### Hedefler
• A. Bakara Suresi hakkındaki metinden alınan şu cümleyi İngilizceye çevirin: "Bunların hiçbiri birbiriyle kronolojik olarak bağlantılı değildir."
• B. Bakara Suresi'ndeki bölümü anlatan metni son cümlesinden sonra sürdürün.

### Okuma metni

───

Hakkı Yılmaz, tartışmalı konunun geçtiği Bakara Suresi'ndeki Necim'in (bölümün) aslında 40. ayetten başlayıp 74. ayete kadar devam eden ayrı bir konu olduğunu vurguladı. Bu bölümde, "Ve hani biz" (ve iz) edatıyla başlayan her ayet, İsrailoğulları tarihinden birbirinden bağımsız, farklı konuları ve zaman dilimlerini anlatmaktadır. Bunlar arasında firavundan kurtuluş, bol su isteyen Musa'ya kılavuzluk yapılması, Musa’nın 40 geceyi vaat etmesi sonrası halkının altını ilah edinmesi ve sığır boğazlama olayı gibi konular yer alır. Bunların hiçbiri birbiriyle kronolojik olarak bağlantılı değildir.

───

### Veri kesitleri
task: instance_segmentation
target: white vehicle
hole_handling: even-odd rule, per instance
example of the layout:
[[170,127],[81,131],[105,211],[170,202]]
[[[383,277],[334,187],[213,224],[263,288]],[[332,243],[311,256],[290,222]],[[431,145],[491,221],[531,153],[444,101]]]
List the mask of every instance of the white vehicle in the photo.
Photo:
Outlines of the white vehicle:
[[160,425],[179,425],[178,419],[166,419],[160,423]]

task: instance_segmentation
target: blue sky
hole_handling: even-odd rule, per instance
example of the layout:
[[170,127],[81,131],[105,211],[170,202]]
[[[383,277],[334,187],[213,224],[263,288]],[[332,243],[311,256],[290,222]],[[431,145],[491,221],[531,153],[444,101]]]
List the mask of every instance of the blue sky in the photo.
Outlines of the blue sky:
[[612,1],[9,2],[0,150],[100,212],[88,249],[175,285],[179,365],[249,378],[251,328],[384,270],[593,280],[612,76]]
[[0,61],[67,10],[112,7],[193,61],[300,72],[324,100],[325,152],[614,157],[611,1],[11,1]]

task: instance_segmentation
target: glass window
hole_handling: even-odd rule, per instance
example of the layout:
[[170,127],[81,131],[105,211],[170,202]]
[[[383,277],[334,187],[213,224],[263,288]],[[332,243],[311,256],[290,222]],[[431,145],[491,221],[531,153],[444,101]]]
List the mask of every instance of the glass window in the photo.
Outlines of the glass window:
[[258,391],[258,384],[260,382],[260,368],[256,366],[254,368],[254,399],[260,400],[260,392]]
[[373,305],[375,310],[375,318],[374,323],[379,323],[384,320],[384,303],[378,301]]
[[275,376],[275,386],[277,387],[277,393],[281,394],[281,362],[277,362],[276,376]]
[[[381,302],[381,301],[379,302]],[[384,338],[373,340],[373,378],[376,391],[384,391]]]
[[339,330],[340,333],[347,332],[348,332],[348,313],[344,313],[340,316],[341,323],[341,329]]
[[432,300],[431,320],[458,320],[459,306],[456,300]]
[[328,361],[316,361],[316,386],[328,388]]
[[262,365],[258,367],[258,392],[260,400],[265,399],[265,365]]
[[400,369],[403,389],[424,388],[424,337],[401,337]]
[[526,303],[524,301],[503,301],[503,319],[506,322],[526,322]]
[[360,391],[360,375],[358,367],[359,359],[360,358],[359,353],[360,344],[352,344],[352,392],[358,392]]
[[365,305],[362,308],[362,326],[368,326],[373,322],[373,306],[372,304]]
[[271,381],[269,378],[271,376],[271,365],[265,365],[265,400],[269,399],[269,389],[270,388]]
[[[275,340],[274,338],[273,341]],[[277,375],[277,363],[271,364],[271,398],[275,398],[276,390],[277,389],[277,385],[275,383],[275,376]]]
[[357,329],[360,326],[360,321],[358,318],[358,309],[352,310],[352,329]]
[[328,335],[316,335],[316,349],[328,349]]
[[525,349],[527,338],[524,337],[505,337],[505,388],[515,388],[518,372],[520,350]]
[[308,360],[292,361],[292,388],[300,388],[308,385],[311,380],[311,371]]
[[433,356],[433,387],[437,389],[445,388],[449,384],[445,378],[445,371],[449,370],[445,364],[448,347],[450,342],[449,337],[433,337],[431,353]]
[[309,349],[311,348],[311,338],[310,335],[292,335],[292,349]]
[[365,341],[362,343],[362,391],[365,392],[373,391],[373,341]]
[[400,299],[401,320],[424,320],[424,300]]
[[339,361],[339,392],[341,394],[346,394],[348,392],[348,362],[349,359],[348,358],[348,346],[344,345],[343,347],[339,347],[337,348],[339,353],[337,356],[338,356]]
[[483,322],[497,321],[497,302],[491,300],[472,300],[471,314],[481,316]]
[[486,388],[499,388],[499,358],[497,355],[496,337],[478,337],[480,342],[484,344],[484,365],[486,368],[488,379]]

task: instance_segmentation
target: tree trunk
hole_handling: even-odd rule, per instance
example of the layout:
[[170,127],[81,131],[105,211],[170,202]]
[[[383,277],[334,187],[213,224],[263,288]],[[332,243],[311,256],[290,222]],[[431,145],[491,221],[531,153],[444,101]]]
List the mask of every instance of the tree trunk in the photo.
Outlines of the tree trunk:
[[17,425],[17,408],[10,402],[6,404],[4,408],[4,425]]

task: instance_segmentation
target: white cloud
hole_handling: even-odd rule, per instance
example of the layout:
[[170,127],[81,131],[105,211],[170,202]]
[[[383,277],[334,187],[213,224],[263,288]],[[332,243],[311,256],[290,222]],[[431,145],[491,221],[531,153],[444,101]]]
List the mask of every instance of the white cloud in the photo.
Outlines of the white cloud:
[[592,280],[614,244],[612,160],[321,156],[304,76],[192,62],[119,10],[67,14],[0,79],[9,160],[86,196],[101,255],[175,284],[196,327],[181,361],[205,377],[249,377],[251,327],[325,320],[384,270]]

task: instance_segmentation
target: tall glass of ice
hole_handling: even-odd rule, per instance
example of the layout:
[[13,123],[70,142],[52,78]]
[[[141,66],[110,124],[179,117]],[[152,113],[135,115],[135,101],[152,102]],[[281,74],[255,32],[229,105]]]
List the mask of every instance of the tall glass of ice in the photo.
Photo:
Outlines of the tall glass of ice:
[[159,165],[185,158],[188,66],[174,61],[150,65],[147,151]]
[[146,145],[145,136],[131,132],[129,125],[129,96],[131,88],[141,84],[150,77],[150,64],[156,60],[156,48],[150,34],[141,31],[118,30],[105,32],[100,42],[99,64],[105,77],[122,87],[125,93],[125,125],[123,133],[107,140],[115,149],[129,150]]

───

### Görev yanıtları
• A. None of these are chronologically connected to one another.

• B.
Asıl skandal ise, bu Necim içerisindeki, mecazi anlam taşıyan sığır boğazlama olayının (Bakara 67-71) hemen arkasına, arada herhangi bir ayırma olmadan, hocanın çözemediği cinayet olayının (Bakara 72) yapıştırılmasıdır. Bu bağlantı, herkesin cinayet olayını sığır kesme metoduyla birleştirmesine neden oldu. Oysa sığır olayı bir mecazdır; sığır, Mısır kültüründe altını ve sermayeyi temsil eder. Musa’nın toplumuna kesilmesi emredilen o sığırın nitelikleri (sarı ve lekesiz olması gibi), yeryüzünde fiziken öyle bir hayvanın bulunamayacağını gösterir. Ayetin sonu da metaforla, İsrailoğullarının az kalsın o sarı ineği kesmeyeceklerini söyleyerek biter.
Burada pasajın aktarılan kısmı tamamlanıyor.